Return each of the items below word for word, omitting the pictures.
▬▬▬▬▬▬
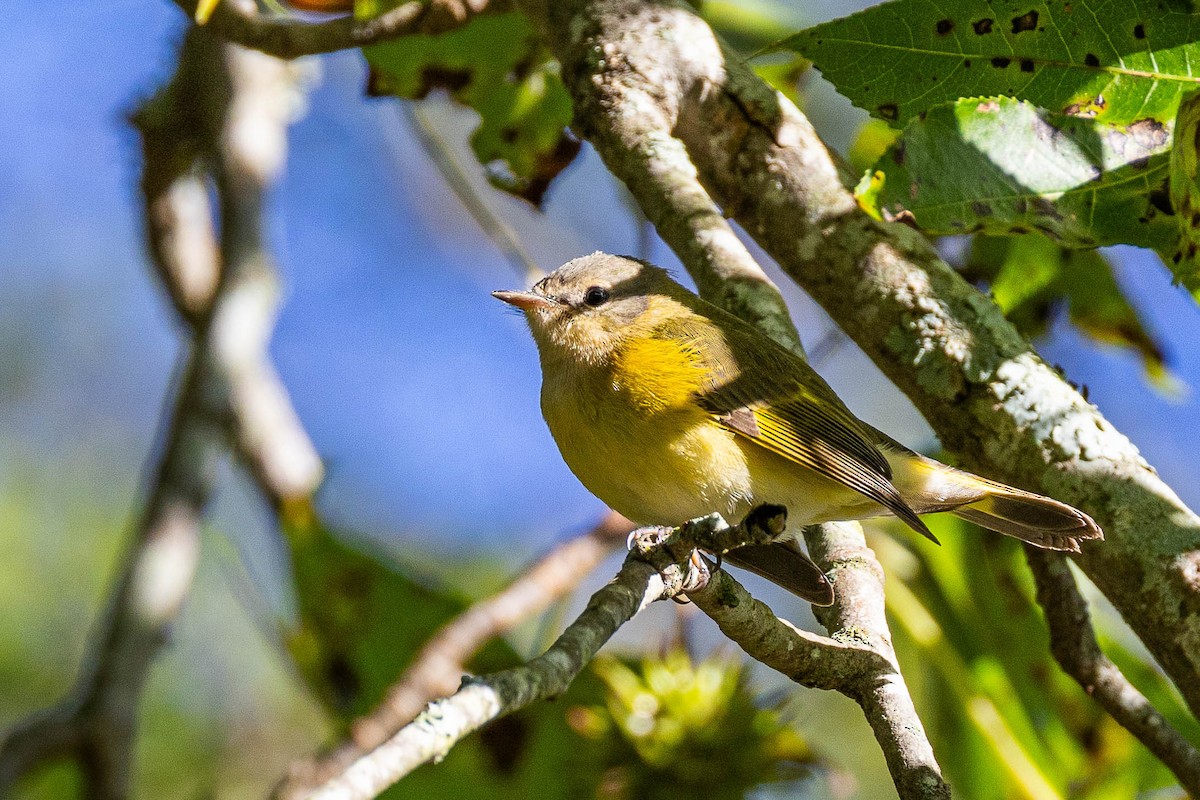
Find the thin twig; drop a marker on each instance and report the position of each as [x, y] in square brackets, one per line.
[858, 613]
[439, 666]
[663, 563]
[240, 22]
[496, 229]
[1074, 647]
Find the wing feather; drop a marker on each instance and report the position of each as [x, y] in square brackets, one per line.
[785, 407]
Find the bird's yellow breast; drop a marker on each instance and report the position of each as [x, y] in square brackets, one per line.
[633, 433]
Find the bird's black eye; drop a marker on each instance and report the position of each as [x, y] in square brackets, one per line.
[597, 296]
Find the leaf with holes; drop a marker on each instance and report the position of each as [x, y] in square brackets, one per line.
[1116, 61]
[1003, 167]
[1185, 260]
[497, 66]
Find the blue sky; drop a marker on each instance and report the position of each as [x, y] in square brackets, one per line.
[420, 392]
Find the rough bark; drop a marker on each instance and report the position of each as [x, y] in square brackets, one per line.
[989, 397]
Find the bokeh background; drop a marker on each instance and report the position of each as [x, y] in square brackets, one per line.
[419, 391]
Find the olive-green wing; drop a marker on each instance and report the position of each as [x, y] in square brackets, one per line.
[784, 405]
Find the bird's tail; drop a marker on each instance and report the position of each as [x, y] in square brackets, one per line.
[928, 486]
[1030, 517]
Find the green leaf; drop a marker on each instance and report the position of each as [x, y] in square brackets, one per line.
[1185, 181]
[1117, 61]
[496, 65]
[667, 720]
[1031, 276]
[1000, 166]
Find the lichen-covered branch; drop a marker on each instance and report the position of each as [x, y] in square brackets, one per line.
[239, 20]
[221, 106]
[1073, 644]
[945, 344]
[858, 613]
[439, 666]
[481, 699]
[663, 563]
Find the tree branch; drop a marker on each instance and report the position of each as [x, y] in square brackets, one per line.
[946, 346]
[481, 699]
[439, 666]
[1073, 644]
[239, 20]
[663, 563]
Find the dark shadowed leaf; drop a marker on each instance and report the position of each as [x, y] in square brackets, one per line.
[1000, 166]
[1031, 277]
[1117, 61]
[497, 66]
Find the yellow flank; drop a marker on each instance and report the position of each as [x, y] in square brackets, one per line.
[669, 408]
[658, 373]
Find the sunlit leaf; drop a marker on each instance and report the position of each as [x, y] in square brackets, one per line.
[204, 10]
[1185, 262]
[667, 721]
[1119, 61]
[496, 65]
[1001, 166]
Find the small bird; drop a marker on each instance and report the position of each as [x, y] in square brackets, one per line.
[669, 408]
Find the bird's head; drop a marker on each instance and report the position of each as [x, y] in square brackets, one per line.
[587, 308]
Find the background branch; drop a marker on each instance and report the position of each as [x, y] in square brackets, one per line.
[223, 109]
[1073, 644]
[481, 699]
[990, 400]
[438, 668]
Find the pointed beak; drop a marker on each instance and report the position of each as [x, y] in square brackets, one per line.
[525, 300]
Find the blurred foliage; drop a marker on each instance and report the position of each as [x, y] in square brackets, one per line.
[1030, 277]
[654, 731]
[496, 65]
[363, 619]
[1005, 720]
[675, 728]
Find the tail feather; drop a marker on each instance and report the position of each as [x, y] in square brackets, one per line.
[931, 486]
[1032, 518]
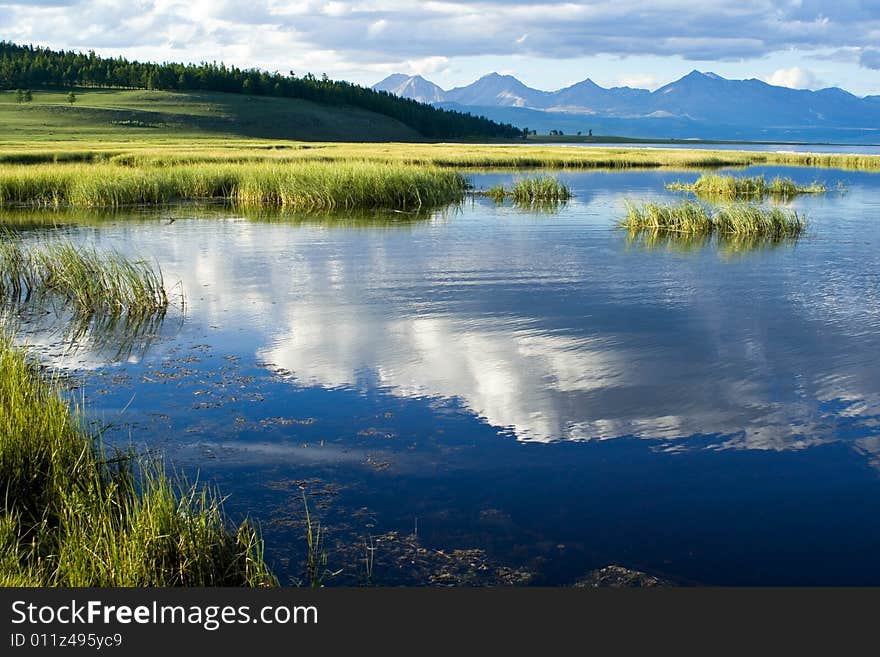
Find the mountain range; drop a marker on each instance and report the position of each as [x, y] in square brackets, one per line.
[699, 105]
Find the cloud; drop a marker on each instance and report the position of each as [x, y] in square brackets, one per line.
[276, 34]
[870, 58]
[794, 78]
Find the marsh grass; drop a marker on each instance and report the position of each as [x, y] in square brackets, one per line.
[89, 280]
[174, 152]
[302, 186]
[714, 186]
[73, 515]
[530, 191]
[733, 219]
[727, 244]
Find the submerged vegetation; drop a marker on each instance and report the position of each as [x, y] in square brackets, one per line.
[71, 516]
[303, 186]
[734, 219]
[714, 186]
[89, 280]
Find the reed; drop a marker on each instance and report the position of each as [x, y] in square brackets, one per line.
[714, 186]
[733, 219]
[72, 516]
[530, 190]
[301, 186]
[175, 152]
[89, 280]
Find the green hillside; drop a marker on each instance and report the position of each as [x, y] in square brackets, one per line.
[150, 115]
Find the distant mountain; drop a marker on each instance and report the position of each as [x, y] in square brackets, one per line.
[703, 105]
[415, 88]
[588, 95]
[500, 90]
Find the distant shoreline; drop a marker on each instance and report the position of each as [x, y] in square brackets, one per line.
[614, 139]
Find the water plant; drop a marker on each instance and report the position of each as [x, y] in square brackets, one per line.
[690, 217]
[726, 187]
[300, 186]
[91, 281]
[74, 515]
[530, 190]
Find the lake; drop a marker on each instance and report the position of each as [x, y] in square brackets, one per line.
[488, 394]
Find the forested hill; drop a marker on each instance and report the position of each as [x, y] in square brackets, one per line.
[29, 67]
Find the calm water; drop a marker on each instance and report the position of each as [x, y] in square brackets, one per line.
[857, 149]
[490, 394]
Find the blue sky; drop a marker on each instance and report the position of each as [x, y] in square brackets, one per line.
[797, 43]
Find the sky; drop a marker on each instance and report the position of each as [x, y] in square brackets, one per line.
[796, 43]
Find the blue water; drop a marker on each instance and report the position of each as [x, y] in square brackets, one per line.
[856, 149]
[532, 389]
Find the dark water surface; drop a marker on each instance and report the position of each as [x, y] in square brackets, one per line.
[491, 394]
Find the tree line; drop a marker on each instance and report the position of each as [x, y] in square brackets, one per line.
[29, 66]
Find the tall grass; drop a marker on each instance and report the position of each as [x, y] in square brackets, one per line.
[733, 219]
[714, 186]
[90, 280]
[71, 516]
[301, 186]
[174, 152]
[531, 190]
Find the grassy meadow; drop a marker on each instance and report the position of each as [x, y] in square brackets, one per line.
[73, 515]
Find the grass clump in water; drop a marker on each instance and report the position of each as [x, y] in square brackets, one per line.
[91, 281]
[530, 191]
[714, 186]
[738, 219]
[73, 517]
[299, 185]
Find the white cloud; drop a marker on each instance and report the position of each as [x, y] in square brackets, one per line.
[794, 78]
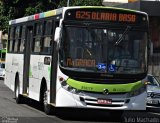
▬▬▬▬▬▬
## FINAL RESULT
Find the thin twig; drop a marker on each instance and report the position of each as [x, y] in square brackets, one per line.
[858, 613]
[439, 666]
[663, 563]
[240, 22]
[496, 229]
[1074, 647]
Find the wing feather; drop a marker on each instance and report the position of each as [x, y] in square brackets, one per line.
[785, 407]
Find the bird's yellow breast; drop a marker on each instance and report the position of each as [x, y] in square brackets, one per line.
[633, 433]
Find the bird's black eye; drop a marker on each instance and report the position of each as [x, y] in square brackets, one per line.
[597, 296]
Find the leaf with holes; drop a marker on each instance and report the position of each as [x, y] in square brackets, one per line.
[1116, 61]
[1003, 167]
[1185, 260]
[497, 66]
Find the blue sky; drop a marker on each instance and report the position of each as [x, y] in square brackets, one per line.
[420, 392]
Find the rough bark; drop a marker on each instance and report the position of each as [x, y] in square brackets, one per line.
[989, 397]
Find the bokeh background; drop a marker on each instance and report the position of each as [x, y] in square brackets, one per line.
[419, 391]
Find the olive-green wing; drop a marker on each instance and report the position of each as [x, y] in square brackets, one per line.
[784, 405]
Find the bird's tail; drop a marker on each instance and report the position of each as [x, y] in square brackets, one per line.
[928, 486]
[1030, 517]
Find the green leaf; drop a marker on each instance and report the position of each as [x, y] in square brackets, one per line.
[1185, 181]
[1117, 61]
[496, 65]
[667, 720]
[1031, 276]
[1000, 166]
Find the lichen-covered branch; drop a marker on each instance and report the position of each as [x, y] in square brackets, one per line.
[239, 20]
[221, 106]
[1073, 644]
[945, 344]
[858, 613]
[439, 666]
[481, 699]
[663, 563]
Find the tree branch; drop a marker on each instance and report the position of each as [x, y] in square brackets, one per line.
[946, 346]
[481, 699]
[439, 666]
[1073, 644]
[239, 20]
[663, 563]
Find the dark shadowed leaf; drop a marker on each instance and report the position of each as [x, y] in square brackets, one per line.
[1000, 166]
[1031, 277]
[1117, 61]
[497, 66]
Find the yellow flank; drop a marker on each instance and report the position of each as [x, y] in square brackets, one per line.
[669, 408]
[658, 373]
Find the sunlit leaf; drop a marker on each instance and report the position of each as [x, y] in square brackets, one per line.
[204, 10]
[1185, 262]
[667, 721]
[1119, 61]
[496, 65]
[1001, 166]
Find the small bird; drop a marker on each instance and report the position of each as [x, y] in square brackets, one per line.
[669, 408]
Find the bird's head; drop a marker on each instance and report the position of each as [x, y] in square brackets, one per line.
[587, 308]
Find the background branch; drop a marker on each instance and report the position of each as [x, y] in square brackets, one per line.
[223, 109]
[1073, 644]
[481, 699]
[990, 400]
[438, 668]
Find the pointed beak; drop a marker on each instance and report the position of each as [x, y] in square brackets, one per line.
[525, 300]
Find the blurred foliage; drop a marker on each instance and report the position of each as [x, y] in square brackets, one per line.
[1030, 277]
[654, 731]
[496, 65]
[363, 619]
[1005, 720]
[675, 728]
Find the tail feather; drop a marker on each instance and report the position of each as [x, y] in square brackets, one per line.
[931, 486]
[1032, 518]
Find the mountain range; drop a marker on each instance and report the position of each as [x, y] in square brackets, one per line.
[699, 105]
Find the cloud; drop a marker on each instance and report the position of each as [x, y] in square brackets, one per line.
[276, 34]
[870, 58]
[794, 78]
Find the marsh grass; drop a marker on each instance and report the position of each as [x, y] in square brackets, one per line.
[89, 280]
[174, 152]
[302, 186]
[714, 186]
[73, 515]
[530, 191]
[733, 219]
[727, 244]
Find the submerged vegetation; drop a marker on each instance and report the position of each as [x, y] in square brackets, one per line.
[71, 516]
[303, 186]
[734, 219]
[714, 186]
[89, 280]
Find the reed; drop a marker on each instance and report the position of each as [x, y] in square brackets, one per line.
[714, 186]
[733, 219]
[72, 516]
[530, 190]
[301, 186]
[175, 152]
[89, 280]
Find the green hillside; drop a marker on each instance and report the position of each as [x, y] in square brackets, one per line.
[150, 115]
Find the distant mountain; drop a marker on each instance and report the position of each as [x, y] in square brackets, one per line.
[703, 105]
[415, 88]
[588, 95]
[500, 90]
Find the distant shoreline; drop a marker on each instance and report the position of each as [x, y] in square brackets, one per line.
[614, 139]
Find the water plant; drop a marker on each instance and report the position of each as [x, y] in square brackets, one per line.
[690, 217]
[726, 187]
[300, 186]
[91, 281]
[74, 515]
[530, 190]
Find the lake; drop a marker on each instance and report the position of each as [x, y] in square brackets, one per line.
[488, 394]
Find the forested hill; drop a marker on each instance and report the position of each as [x, y] in square brackets, one per line.
[29, 67]
Find the calm water; drop a marker on each instance and report the position of each as [x, y] in square brackets, one per line.
[857, 149]
[490, 394]
Find the blue sky; drop a marker on each instance and report the position of each as [x, y] in square brackets, one per line.
[797, 43]
Find the sky; drop a marker on each instance and report the position of each as [x, y] in square brackets, one per line.
[796, 43]
Find the blue water; drop a marker on each instance and report the position of each as [x, y] in square brackets, one per line.
[856, 149]
[532, 389]
Find the dark water surface; drop a marker on each instance and report the position of each as [x, y] in square brackets, one per line.
[491, 394]
Find the tree line; drop a marker on each instance and report the position of each as [x, y] in square brackets, one per line.
[29, 66]
Find the tall grass; drop a marker on each instance and report the position of each as [x, y] in square brackets, one per line.
[733, 219]
[714, 186]
[90, 280]
[71, 516]
[301, 186]
[174, 152]
[531, 190]
Find the grassy meadow; drop a marker on each instance and report the position of each as [x, y] in square brackets, one per line.
[73, 515]
Find the grass clump in water; drop a marker on each instance and report the position of each as [x, y] in square brackets, one per line.
[91, 281]
[530, 191]
[714, 186]
[738, 219]
[73, 517]
[299, 185]
Find the white cloud; drop a marker on each instance and report the position of each as [x, y] in square brackets, one per line.
[794, 78]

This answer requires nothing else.